Swap every "green" in the records below for "bright" and write the lines out again with nothing else altered. Leave the pictures out.

####################

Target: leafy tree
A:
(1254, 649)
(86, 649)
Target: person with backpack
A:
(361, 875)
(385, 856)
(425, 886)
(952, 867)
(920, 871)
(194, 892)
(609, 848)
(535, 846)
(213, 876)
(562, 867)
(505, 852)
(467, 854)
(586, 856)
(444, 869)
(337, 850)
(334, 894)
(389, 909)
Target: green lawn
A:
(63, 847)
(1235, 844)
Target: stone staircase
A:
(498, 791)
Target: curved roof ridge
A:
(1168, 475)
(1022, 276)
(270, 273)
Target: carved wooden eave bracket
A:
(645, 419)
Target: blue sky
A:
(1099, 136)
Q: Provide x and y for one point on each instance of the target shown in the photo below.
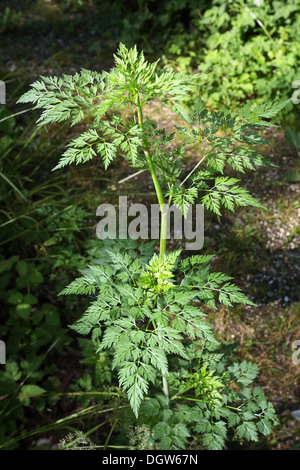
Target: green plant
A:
(243, 50)
(148, 311)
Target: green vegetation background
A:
(243, 50)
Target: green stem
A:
(163, 209)
(159, 194)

####################

Exercise result –
Target: leafy tree
A:
(1254, 649)
(86, 649)
Target: person with backpack
A:
(361, 875)
(385, 856)
(425, 886)
(952, 867)
(920, 871)
(194, 892)
(609, 848)
(535, 846)
(213, 876)
(562, 867)
(505, 852)
(467, 854)
(586, 856)
(444, 869)
(337, 850)
(334, 894)
(389, 909)
Target: bright lawn
A:
(63, 847)
(1235, 844)
Target: stone staircase
A:
(498, 791)
Target: curved roof ridge
A:
(1168, 475)
(1022, 276)
(270, 273)
Target: carved wooden eave bracket
A:
(645, 419)
Target: blue sky
A:
(1099, 136)
Q: Provide x and y for one point on each instance of the target shown in the photo below.
Target: bright plant
A:
(243, 50)
(148, 311)
Target: bright vegetation background
A:
(243, 50)
Target: bright stem
A:
(163, 209)
(159, 194)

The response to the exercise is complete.